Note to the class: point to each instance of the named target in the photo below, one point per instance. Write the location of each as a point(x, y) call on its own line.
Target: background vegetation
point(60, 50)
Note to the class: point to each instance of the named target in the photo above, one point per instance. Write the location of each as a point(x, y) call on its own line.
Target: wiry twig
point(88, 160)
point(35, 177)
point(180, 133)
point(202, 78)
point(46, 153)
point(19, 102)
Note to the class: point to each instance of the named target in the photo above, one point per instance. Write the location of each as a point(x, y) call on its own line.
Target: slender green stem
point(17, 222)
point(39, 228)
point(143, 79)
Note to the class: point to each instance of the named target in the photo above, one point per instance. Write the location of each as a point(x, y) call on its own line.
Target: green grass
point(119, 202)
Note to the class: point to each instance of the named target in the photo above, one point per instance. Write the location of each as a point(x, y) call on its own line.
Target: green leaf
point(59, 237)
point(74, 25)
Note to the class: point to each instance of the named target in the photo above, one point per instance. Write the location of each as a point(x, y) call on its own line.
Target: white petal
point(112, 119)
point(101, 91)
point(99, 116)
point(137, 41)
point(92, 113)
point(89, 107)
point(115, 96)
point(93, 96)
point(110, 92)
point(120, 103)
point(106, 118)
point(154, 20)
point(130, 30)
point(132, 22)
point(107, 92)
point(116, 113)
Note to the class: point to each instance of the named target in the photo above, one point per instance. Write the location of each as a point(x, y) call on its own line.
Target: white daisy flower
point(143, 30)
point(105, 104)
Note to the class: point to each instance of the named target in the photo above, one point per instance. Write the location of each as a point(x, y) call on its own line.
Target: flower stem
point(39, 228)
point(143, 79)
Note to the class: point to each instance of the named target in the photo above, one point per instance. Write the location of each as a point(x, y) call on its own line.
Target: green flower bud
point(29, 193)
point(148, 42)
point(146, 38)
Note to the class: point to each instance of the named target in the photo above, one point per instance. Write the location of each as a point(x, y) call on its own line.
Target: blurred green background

= = = =

Return the listing above word for word.

- **TASK ANSWER**
Note to the class: point to each instance of the named target in the photo below, one point per instance. Write the location of each as a point(x, y) call on its own line.
Target: background vegetation
point(60, 50)
Note to the class: point to each instance of the named target in the photo above, one point per instance. Write the location of each as a point(x, y) call on its own line.
Target: wiry twig
point(88, 160)
point(35, 177)
point(180, 133)
point(202, 78)
point(46, 153)
point(19, 102)
Note to the class: point to each instance of the named target in the photo above, one point per instance. Write the location of each as a point(x, y) call on its own line.
Target: slender green stem
point(17, 222)
point(39, 228)
point(143, 79)
Note to the class: point to each instance of the named target in the photo above, one point per instance. Write the location of each as a point(x, y) call on its own line.
Target: green grass
point(119, 202)
Note to the class: point to each instance of the named target in the photo above, one point per instance. Write the location of each as a point(x, y) call on its own line.
Target: green leaf
point(59, 237)
point(74, 25)
Note to the class: point to each instance of the named target in the photo above, one point per instance. Write the location of each as a point(x, y) call on its own line.
Target: white petal
point(112, 119)
point(101, 91)
point(99, 116)
point(137, 41)
point(92, 113)
point(89, 107)
point(115, 96)
point(93, 96)
point(110, 92)
point(120, 103)
point(106, 118)
point(154, 20)
point(130, 30)
point(132, 22)
point(107, 92)
point(116, 113)
Note to the class: point to each instance of the named target in the photo above, one point per instance. Write the location of each as a point(x, y) call on its own line.
Target: white daisy flower
point(143, 30)
point(105, 104)
Note to the class: point to each instance of the named target in the photo above, one point per instance. Write the location of each as a point(x, y) call on its own line.
Target: flower stem
point(39, 228)
point(143, 79)
Note to the class: point to each instance of the named target in the photo above, one point per instance. Write the location of each as a point(x, y) call on its own line.
Target: green flower bud
point(29, 193)
point(148, 42)
point(146, 38)
Note to the class: point to each instance of the named target in the photo above, one point per instance. Write the location of each as a point(x, y) call on its own line.
Target: blurred green background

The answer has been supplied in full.